BSEC chairman quits after fall of Hasina-led govt
Shibli, who joined the commission in May 2020, faces a slew of allegations, including resorting to autocratic practices, facilitating market manipulators, and approving companies with poor fundamentals to raise funds from general investors.
Shibli Rubayat-Ul Islam, an active member of the pro-Awami League Blue Panel at the University of Dhaka, has ended his premature tenure as the chairman of the Bangladesh Securities and Exchange Commission (BSEC) just five days after the fall of the Sheikh Hasina-led government.
Shibli, who joined the commission in May 2020, faces a slew of allegations, including resorting to autocratic practices, facilitating market manipulators, and approving companies with poor fundamentals to raise funds from general investors.
The banking and insurance professor, who was reappointed on 28 April this year for a second four-year term, resigned on Saturday night citing personal reasons, just four months after his reappointment.
Earlier, Md Ziaul Haque Khandker was forced to step down without completing his tenure as BSEC chairman following the stock market crash in 2010.
Over the phone, Shibli Rubayat told The Business Standard, "I have resigned from the post of chairman of the BSEC for personal reasons. In this regard, I sent an email to the Financial Institutions Division."
Prior to his resignation, he was abroad from 28 to 31 July for official purposes. Although he returned to the country on 4 August, he did not rejoin the commission, according to BSEC officials.

» **Items drawn from a dataset**:
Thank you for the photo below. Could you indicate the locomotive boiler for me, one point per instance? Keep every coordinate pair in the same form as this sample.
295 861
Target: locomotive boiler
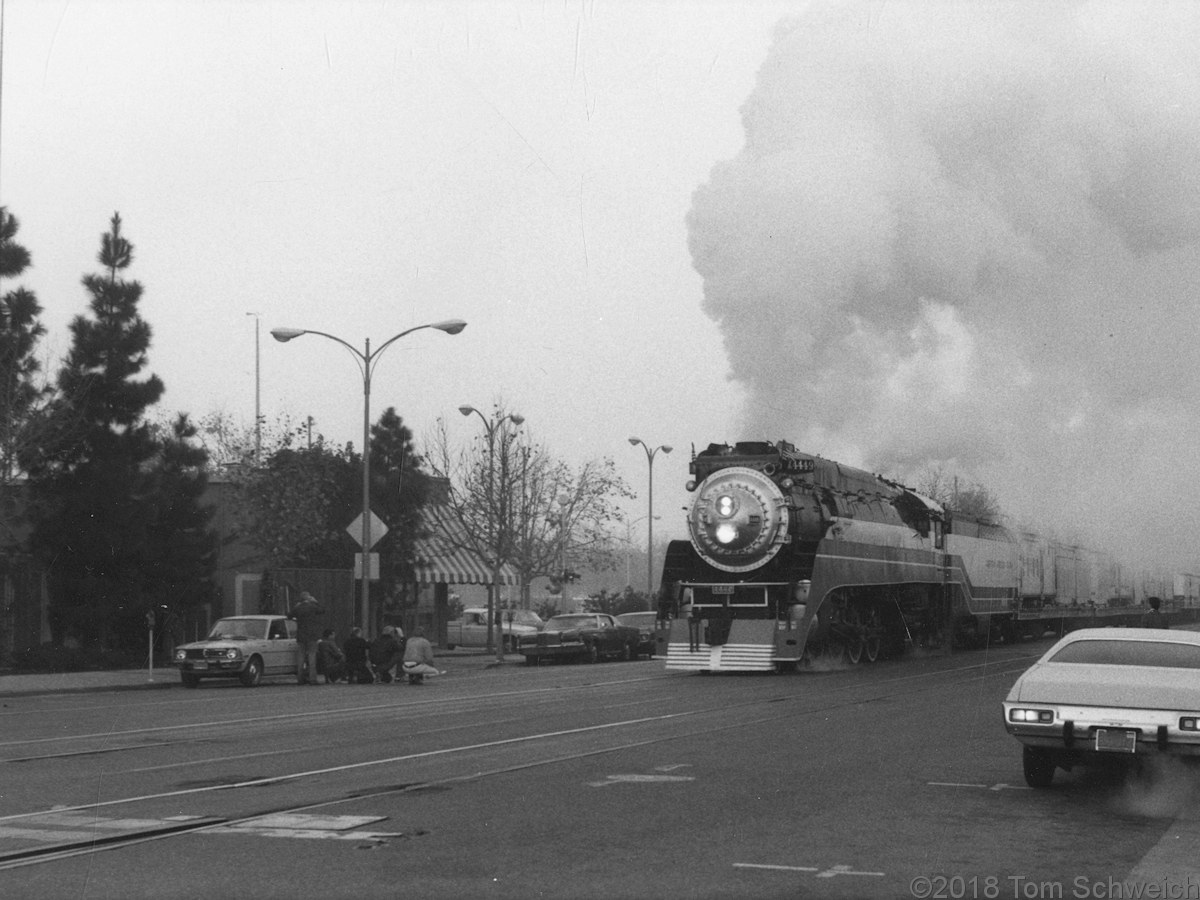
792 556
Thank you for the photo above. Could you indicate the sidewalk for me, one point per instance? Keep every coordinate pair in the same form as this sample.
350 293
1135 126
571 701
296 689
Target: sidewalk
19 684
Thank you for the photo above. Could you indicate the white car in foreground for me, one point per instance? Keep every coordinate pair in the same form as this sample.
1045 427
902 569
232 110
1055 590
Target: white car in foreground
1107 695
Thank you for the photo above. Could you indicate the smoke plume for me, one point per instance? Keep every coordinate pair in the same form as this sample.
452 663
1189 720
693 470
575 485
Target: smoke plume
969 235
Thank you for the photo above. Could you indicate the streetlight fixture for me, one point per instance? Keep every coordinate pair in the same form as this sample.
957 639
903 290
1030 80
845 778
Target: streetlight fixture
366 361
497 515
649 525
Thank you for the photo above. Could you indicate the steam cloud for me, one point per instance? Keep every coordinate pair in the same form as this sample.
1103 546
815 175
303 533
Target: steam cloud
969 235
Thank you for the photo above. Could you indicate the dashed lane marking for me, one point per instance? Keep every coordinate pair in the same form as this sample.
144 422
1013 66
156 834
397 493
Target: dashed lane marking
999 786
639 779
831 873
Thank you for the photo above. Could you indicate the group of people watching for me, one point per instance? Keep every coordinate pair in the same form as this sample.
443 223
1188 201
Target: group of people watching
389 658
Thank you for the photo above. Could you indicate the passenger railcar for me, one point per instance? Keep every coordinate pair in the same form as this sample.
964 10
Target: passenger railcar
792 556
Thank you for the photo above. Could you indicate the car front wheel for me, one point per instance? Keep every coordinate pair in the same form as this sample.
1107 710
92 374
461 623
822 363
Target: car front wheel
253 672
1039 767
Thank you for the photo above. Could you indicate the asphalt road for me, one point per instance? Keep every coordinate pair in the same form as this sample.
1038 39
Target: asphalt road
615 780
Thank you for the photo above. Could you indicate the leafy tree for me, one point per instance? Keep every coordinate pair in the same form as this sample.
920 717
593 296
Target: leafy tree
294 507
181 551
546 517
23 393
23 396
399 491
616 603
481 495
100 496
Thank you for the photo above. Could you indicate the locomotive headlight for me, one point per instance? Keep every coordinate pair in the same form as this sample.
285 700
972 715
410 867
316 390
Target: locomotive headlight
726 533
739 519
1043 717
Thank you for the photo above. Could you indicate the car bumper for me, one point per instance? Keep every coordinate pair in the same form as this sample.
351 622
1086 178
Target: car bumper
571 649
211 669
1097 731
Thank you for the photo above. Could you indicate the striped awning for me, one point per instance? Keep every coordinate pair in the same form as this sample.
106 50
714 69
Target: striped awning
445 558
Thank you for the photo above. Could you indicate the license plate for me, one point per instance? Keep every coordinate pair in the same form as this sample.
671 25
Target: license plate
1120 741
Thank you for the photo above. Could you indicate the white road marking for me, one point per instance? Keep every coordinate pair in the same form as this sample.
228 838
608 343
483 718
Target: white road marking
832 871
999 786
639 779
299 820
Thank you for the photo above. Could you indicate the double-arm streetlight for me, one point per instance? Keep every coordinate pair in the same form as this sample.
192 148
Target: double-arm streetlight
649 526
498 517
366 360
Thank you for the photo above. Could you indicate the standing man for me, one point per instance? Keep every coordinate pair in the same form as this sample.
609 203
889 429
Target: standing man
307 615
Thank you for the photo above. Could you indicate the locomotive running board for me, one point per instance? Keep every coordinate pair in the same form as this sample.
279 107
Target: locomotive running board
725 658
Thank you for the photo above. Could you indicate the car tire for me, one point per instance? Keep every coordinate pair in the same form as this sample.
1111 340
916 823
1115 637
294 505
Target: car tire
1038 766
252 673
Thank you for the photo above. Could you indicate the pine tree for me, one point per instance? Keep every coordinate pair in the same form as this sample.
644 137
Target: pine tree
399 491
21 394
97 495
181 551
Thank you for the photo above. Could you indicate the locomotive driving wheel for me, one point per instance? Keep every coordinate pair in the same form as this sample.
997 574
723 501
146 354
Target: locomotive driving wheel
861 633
* * *
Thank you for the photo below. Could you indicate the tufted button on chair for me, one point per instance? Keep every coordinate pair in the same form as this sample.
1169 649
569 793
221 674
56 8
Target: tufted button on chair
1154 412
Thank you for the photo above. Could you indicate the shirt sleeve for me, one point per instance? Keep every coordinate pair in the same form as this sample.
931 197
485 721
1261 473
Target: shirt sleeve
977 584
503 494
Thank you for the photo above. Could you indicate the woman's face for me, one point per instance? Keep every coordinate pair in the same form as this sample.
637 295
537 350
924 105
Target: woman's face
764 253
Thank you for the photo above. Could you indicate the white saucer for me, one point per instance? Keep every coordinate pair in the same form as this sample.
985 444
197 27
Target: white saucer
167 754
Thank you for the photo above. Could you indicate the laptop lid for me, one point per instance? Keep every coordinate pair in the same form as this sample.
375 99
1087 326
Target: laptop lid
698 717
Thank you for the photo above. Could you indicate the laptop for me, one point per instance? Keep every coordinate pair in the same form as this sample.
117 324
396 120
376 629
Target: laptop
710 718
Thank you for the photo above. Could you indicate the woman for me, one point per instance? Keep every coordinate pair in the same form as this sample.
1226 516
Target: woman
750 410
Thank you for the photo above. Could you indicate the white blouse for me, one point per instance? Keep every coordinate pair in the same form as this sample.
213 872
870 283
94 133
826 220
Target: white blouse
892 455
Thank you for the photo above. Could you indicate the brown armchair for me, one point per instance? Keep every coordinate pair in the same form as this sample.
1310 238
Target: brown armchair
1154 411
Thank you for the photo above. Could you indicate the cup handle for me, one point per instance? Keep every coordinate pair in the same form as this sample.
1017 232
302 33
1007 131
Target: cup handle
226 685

» **WORK INSTRUCTIONS**:
Copy the news report on the BSEC chairman's resignation starting at "Earlier, Md Ziaul" and ending at "to BSEC officials.", substituting "Finance Division" for "Financial Institutions Division".

» **RESPONSE TO THE TASK**:
Earlier, Md Ziaul Haque Khandker was forced to step down without completing his tenure as BSEC chairman following the stock market crash in 2010.
Over the phone, Shibli Rubayat told The Business Standard, "I have resigned from the post of chairman of the BSEC for personal reasons. In this regard, I sent an email to the Finance Division."
Prior to his resignation, he was abroad from 28 to 31 July for official purposes. Although he returned to the country on 4 August, he did not rejoin the commission, according to BSEC officials.